## BEGIN EXCERPT TO READ
Okay that is pretty clear . . .

Quote:
>and it has many occurrences of the type of statement,

Okay.

Quote:
>then that type of statement cant be all that bad.

Now I am having trouble relating the pieces of the sentence.  I've
known people that have based their careers on Smalltalk and have
written terrible code.  I don't see how one relates to the other tho.
Should someone strive to become better at their chosen career?  My
answer would be yes but not everyone agrees with that and 'strive to be
better' has different meanings to different people.  The result can be
bad code.  Also, sometimes a project has time and budget constraints
and the code suffers.

Quote:
>To add to this, I have seen far too many object oriented systems that
>have created far too many objects to do the job.

You've seen bad code, so have I.

Quote:
>Making them nearly impossible to understand, and delegate
>responsibility so much that nothing ever actually gets done.

Yes, we've both seen bad code.

Quote:
>I will not create a new class or classes to do the job of a flag.  Nor
>will I do it to do the job of a nested if statement that is used by
>one place; and would have each new class with a single method used
>to handle what the case statement can do.

And that is your decision to make.  I don't think we are going to be
able to enumerate all the cases and how to handle them in a forum
message.
## END EXCERPT TO READ
## BEGIN DATA LINES
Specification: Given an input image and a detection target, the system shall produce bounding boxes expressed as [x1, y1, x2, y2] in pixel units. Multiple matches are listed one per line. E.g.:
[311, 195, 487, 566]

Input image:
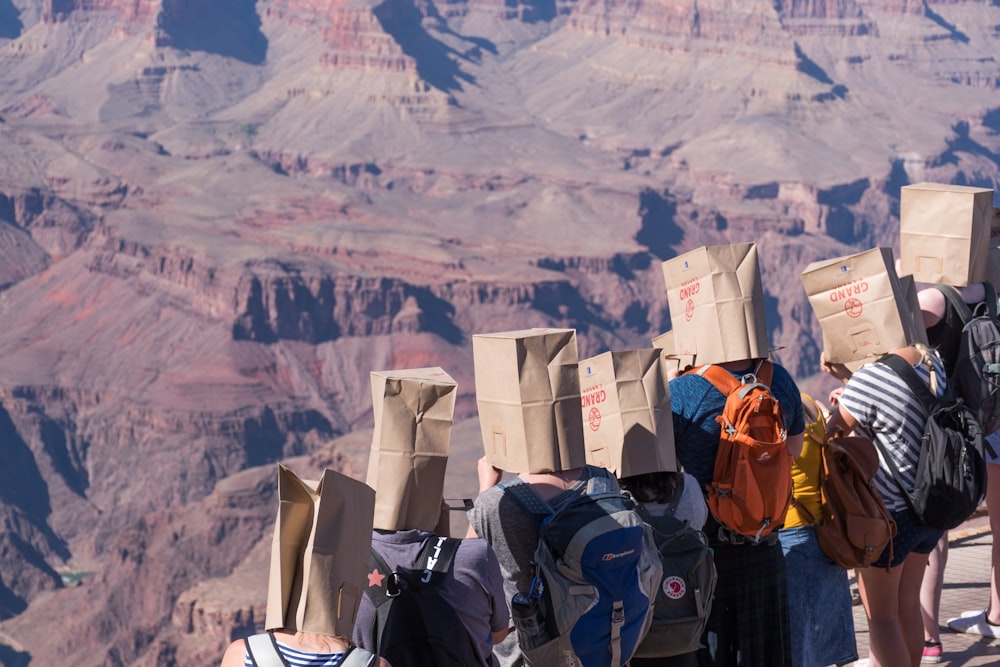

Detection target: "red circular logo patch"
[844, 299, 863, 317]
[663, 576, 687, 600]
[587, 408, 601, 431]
## END DATA LINES
## BEGIN DATA LINES
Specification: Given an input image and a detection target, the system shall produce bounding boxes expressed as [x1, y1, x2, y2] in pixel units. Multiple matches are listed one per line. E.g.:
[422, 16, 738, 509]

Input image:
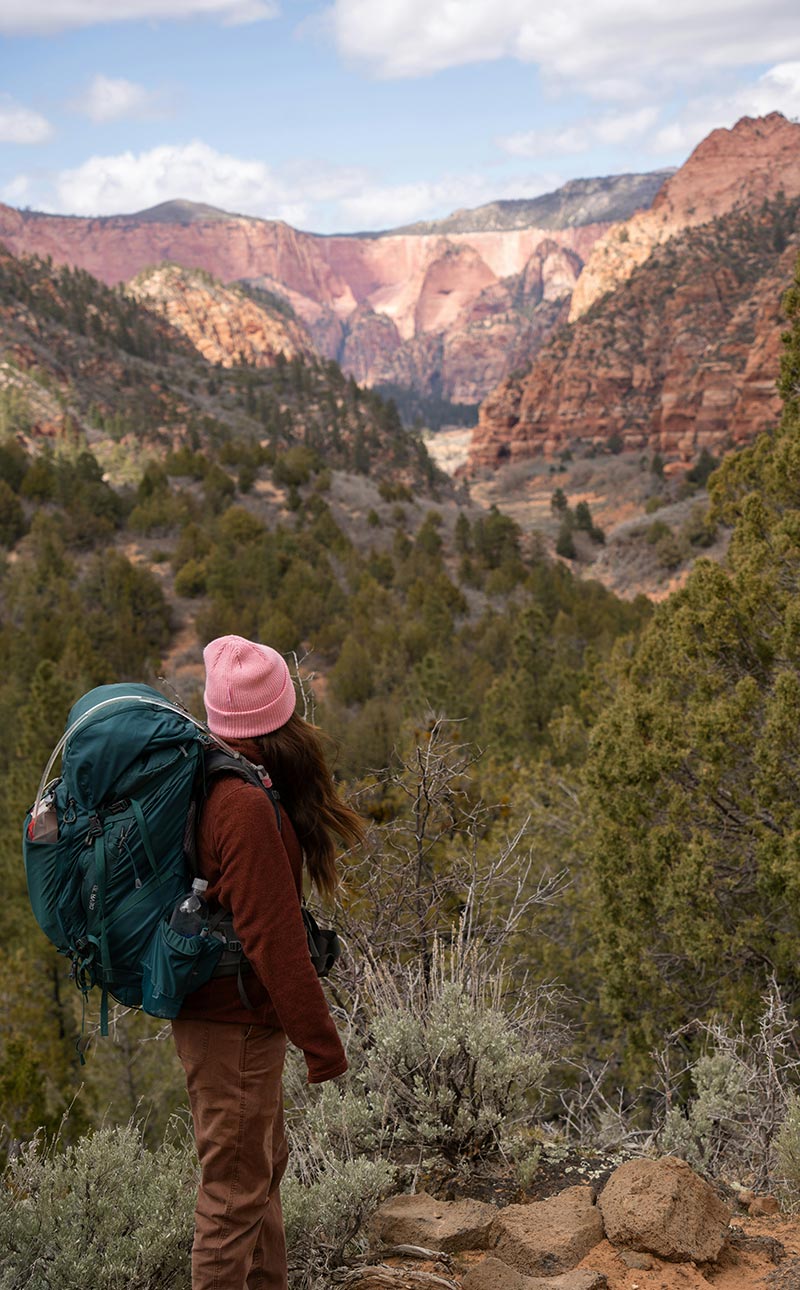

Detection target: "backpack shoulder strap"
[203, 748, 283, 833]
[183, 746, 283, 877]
## END DATA LINES
→ **EXERCISE PROMPT**
Reproduce the forum reply on object-oriented code quality above word for word and in full, keeping its quoted lines and line breaks.

→ **THE RESPONSE**
Okay that is pretty clear . . .

Quote:
>and it has many occurrences of the type of statement,

Okay.

Quote:
>then that type of statement cant be all that bad.

Now I am having trouble relating the pieces of the sentence.  I've
known people that have based their careers on Smalltalk and have
written terrible code.  I don't see how one relates to the other tho.
Should someone strive to become better at their chosen career?  My
answer would be yes but not everyone agrees with that and 'strive to be
better' has different meanings to different people.  The result can be
bad code.  Also, sometimes a project has time and budget constraints
and the code suffers.

Quote:
>To add to this, I have seen far too many object oriented systems that
>have created far too many objects to do the job.

You've seen bad code, so have I.

Quote:
>Making them nearly impossible to understand, and delegate
>responsibility so much that nothing ever actually gets done.

Yes, we've both seen bad code.

Quote:
>I will not create a new class or classes to do the job of a flag.  Nor
>will I do it to do the job of a nested if statement that is used by
>one place; and would have each new class with a single method used
>to handle what the case statement can do.

And that is your decision to make.  I don't think we are going to be
able to enumerate all the cases and how to handle them in a forum
message.